• **What this task involves**
All lines in the material containing the word "forehead" need to be copied.

════════

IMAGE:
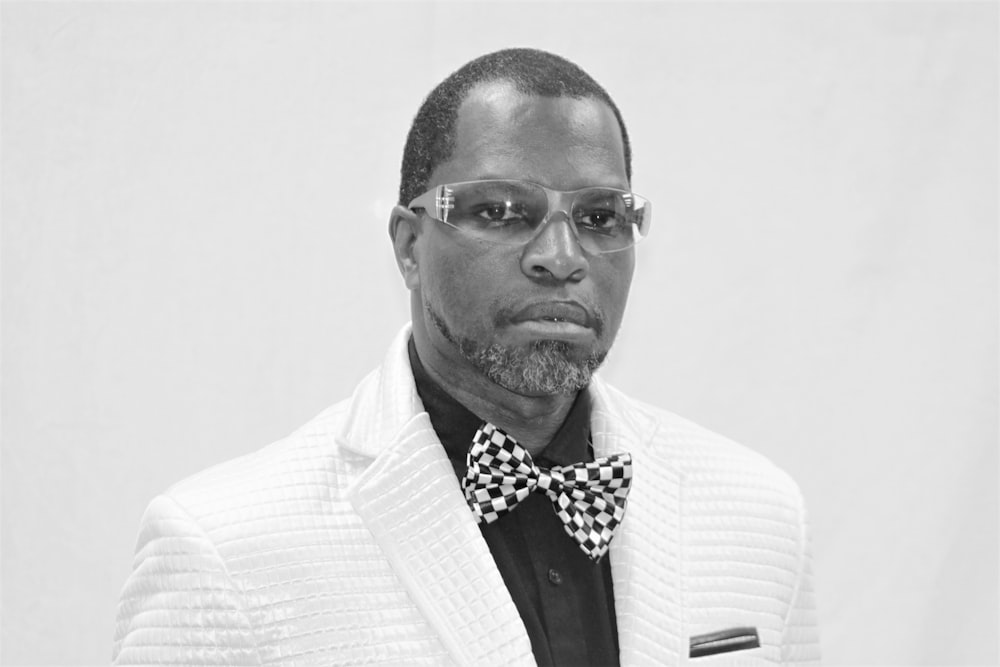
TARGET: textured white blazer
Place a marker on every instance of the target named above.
(349, 542)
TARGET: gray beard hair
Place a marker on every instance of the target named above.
(544, 367)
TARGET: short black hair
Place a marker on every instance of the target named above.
(432, 136)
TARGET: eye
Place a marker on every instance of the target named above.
(601, 221)
(502, 213)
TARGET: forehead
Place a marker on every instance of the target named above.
(561, 142)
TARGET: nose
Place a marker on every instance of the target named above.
(554, 254)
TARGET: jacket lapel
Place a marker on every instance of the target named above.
(411, 502)
(645, 553)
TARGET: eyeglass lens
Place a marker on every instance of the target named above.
(511, 211)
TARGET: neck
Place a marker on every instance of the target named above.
(532, 420)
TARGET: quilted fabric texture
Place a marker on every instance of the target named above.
(350, 542)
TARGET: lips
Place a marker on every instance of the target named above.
(555, 311)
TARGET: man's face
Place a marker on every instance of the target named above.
(536, 319)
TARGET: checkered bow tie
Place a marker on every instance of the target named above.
(589, 498)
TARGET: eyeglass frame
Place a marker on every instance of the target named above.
(433, 200)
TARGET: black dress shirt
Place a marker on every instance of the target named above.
(565, 600)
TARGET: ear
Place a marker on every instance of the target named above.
(404, 226)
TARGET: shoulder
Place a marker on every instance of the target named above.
(701, 457)
(308, 464)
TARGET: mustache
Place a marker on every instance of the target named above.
(508, 309)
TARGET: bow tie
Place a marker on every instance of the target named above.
(589, 498)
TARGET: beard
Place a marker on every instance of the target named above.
(542, 367)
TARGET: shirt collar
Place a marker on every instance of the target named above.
(455, 424)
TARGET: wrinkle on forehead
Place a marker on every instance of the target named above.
(562, 142)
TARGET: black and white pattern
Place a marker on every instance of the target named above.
(589, 498)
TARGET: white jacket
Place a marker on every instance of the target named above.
(350, 542)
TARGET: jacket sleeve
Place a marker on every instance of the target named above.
(180, 605)
(800, 638)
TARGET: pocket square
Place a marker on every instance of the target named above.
(724, 641)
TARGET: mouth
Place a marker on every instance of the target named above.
(560, 318)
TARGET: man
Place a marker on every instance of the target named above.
(621, 533)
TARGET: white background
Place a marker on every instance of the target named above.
(195, 261)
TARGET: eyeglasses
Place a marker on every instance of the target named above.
(511, 212)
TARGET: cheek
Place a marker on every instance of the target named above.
(458, 278)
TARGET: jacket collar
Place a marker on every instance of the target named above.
(411, 502)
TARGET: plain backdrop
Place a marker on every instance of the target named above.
(195, 262)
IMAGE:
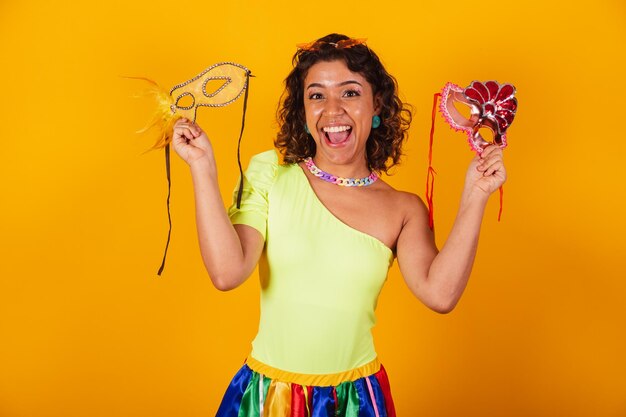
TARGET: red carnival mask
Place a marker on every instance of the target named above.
(492, 105)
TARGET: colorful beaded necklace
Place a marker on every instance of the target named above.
(344, 182)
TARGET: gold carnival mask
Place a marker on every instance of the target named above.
(217, 86)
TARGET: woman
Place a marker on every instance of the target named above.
(323, 246)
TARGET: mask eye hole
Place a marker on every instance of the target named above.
(463, 109)
(213, 85)
(185, 101)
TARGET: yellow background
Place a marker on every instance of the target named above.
(88, 329)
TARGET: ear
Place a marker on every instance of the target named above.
(378, 104)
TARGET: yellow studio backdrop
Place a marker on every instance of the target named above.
(88, 329)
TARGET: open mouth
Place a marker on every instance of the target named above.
(336, 135)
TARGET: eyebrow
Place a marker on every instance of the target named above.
(341, 84)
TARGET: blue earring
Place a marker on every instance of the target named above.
(375, 121)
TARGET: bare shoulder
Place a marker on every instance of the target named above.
(408, 205)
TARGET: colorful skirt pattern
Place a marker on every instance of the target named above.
(255, 394)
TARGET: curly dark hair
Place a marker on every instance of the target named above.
(384, 146)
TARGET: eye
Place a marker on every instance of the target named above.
(352, 93)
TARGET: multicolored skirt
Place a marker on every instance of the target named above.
(259, 390)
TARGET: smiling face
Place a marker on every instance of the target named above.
(339, 105)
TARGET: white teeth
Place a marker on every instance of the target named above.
(335, 129)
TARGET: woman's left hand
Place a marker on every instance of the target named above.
(486, 172)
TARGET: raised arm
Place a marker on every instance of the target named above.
(438, 278)
(230, 253)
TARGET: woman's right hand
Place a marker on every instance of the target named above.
(190, 142)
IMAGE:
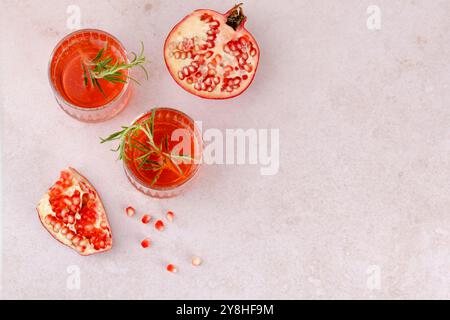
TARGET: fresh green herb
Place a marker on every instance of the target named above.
(154, 158)
(103, 68)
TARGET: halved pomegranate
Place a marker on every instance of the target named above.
(73, 213)
(211, 54)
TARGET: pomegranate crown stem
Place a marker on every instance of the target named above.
(236, 17)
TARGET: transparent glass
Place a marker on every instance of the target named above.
(167, 121)
(73, 92)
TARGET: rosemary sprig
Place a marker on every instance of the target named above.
(102, 68)
(154, 158)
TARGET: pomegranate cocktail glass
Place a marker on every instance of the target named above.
(89, 73)
(161, 151)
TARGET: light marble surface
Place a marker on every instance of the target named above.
(364, 180)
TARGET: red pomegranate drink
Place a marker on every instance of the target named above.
(89, 72)
(161, 151)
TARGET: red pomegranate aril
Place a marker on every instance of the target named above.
(130, 211)
(159, 225)
(169, 216)
(145, 243)
(171, 268)
(146, 219)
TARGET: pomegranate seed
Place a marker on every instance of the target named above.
(196, 261)
(159, 225)
(130, 211)
(145, 243)
(171, 268)
(146, 219)
(169, 216)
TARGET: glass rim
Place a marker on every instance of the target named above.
(58, 94)
(197, 165)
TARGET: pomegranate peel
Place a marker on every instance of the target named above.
(212, 55)
(73, 213)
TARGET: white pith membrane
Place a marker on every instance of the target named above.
(210, 64)
(63, 232)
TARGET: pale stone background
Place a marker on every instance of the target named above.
(365, 144)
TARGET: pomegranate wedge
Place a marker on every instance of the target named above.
(73, 213)
(212, 55)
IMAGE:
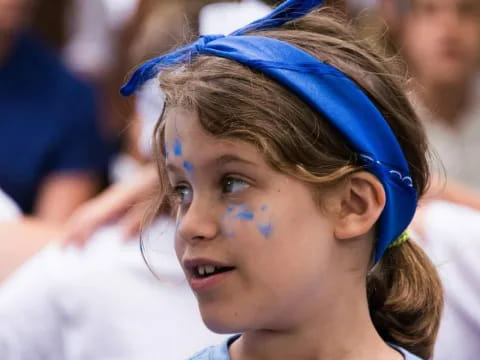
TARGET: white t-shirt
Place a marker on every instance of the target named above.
(452, 240)
(458, 147)
(226, 17)
(8, 209)
(101, 303)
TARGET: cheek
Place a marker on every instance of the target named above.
(244, 222)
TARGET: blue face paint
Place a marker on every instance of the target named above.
(177, 147)
(188, 167)
(265, 229)
(245, 215)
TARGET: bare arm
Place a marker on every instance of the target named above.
(61, 194)
(23, 238)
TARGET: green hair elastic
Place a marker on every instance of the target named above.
(400, 240)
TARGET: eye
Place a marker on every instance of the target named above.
(183, 194)
(231, 184)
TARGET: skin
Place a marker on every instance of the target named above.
(298, 292)
(441, 42)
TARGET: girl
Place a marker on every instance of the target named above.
(294, 163)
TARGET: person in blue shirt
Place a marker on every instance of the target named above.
(294, 163)
(52, 152)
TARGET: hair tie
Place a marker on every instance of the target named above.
(400, 240)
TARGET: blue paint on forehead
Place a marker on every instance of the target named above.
(177, 147)
(245, 215)
(188, 167)
(265, 229)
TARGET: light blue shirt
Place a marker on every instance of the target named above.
(220, 352)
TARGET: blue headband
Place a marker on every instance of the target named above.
(330, 92)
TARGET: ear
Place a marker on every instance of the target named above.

════════

• **Response for this exercise**
TARGET: forehead
TARGET: wrinkle on forehead
TARGET: blue paint on forehead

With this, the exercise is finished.